**Task goal:** Return the lines beginning at the one that contains "Where can you spot the yellow disc" and continuing to the end of the entries, including both ends, exactly as written and nothing else.

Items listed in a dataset
== == ==
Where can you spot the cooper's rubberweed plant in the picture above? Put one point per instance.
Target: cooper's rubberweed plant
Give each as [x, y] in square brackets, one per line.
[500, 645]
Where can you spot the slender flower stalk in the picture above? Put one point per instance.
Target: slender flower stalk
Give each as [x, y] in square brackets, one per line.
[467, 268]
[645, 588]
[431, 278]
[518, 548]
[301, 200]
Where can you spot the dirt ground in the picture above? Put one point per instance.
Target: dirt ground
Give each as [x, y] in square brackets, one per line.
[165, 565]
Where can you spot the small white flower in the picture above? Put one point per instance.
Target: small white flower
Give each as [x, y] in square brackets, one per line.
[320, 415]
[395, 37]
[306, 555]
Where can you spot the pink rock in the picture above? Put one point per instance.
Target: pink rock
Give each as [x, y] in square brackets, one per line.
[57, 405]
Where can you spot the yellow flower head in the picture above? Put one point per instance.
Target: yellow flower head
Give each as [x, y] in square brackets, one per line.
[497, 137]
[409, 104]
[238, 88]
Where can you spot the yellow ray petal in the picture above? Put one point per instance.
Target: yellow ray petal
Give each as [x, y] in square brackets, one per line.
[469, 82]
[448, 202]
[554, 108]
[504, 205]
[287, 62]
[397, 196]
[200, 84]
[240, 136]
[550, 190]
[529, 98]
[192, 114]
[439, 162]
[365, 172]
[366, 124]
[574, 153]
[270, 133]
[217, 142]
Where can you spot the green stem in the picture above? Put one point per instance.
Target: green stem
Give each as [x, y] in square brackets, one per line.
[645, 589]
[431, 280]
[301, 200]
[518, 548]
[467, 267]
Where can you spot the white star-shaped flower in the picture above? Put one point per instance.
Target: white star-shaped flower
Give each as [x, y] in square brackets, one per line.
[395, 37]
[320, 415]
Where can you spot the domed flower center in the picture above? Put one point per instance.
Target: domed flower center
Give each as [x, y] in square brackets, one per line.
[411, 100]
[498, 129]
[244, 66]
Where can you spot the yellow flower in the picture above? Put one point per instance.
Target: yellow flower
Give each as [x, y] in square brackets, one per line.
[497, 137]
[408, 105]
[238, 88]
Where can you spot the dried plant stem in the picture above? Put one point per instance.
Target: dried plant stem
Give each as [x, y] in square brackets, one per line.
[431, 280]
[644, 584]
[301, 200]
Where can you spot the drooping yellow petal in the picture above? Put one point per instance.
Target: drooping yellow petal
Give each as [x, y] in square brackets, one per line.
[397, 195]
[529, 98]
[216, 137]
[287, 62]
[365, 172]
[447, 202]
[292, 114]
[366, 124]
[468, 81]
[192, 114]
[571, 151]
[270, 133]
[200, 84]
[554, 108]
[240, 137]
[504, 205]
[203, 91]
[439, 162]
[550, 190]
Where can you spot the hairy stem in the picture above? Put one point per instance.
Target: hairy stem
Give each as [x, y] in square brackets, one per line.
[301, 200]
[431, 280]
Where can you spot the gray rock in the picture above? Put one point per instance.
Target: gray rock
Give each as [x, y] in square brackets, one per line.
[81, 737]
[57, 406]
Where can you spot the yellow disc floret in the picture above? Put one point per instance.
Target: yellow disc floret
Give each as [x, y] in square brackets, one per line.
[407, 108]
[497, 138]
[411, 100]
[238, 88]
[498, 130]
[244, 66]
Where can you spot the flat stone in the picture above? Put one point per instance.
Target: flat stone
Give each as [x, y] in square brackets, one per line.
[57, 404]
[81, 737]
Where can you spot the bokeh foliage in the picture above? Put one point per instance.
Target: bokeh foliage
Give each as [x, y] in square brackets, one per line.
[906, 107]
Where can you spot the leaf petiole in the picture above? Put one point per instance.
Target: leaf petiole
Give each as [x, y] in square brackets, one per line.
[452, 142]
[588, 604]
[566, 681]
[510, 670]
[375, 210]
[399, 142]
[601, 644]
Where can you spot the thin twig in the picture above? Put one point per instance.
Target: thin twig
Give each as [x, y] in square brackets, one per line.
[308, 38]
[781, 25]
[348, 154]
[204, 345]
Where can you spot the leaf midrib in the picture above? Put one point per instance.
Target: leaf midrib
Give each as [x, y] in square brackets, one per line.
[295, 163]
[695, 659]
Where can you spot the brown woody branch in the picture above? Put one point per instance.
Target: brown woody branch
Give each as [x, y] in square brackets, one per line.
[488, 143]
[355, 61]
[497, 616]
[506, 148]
== == ==
**Answer to this task:**
Where can you spot the yellow disc floret in the picture above? Put one point per instance.
Target: yellow disc floret
Give each as [x, y] in square brackets, one per line.
[407, 108]
[497, 138]
[411, 100]
[238, 88]
[498, 130]
[244, 66]
Where can you spot the flat stone in the picture above? Put one point per instance.
Target: flat stone
Give each as [x, y] in square brackets, one per line.
[57, 404]
[81, 737]
Where can you spot the bokeh foliage in the picture above? Put one point per instance.
Target: bokeh foliage
Give each as [x, y] in square brackets, one per line.
[906, 107]
Where can you spot the leaf petiole in the picture above? Put one point per instance.
Target: leaf petiole
Give each as [x, y] in square brackets, one per line.
[452, 142]
[588, 604]
[566, 681]
[510, 670]
[375, 210]
[399, 142]
[601, 644]
Where can you spot the thin twig in the picture above? Put one point per instance.
Target: thin twig
Give each as [x, y] in square brackets, one per line.
[308, 38]
[781, 25]
[348, 154]
[204, 345]
Where can you spot the leaf midrib in the picture above? Put one point per instance.
Target: leaf midrib
Give each as [x, y] in square brackets, one per line.
[295, 163]
[695, 659]
Where can you spot the brown woody branch in the picture above? Put one point per instance.
Target: brown woody branch
Give each as [x, y] in square brackets, one per line.
[488, 143]
[355, 61]
[497, 616]
[506, 148]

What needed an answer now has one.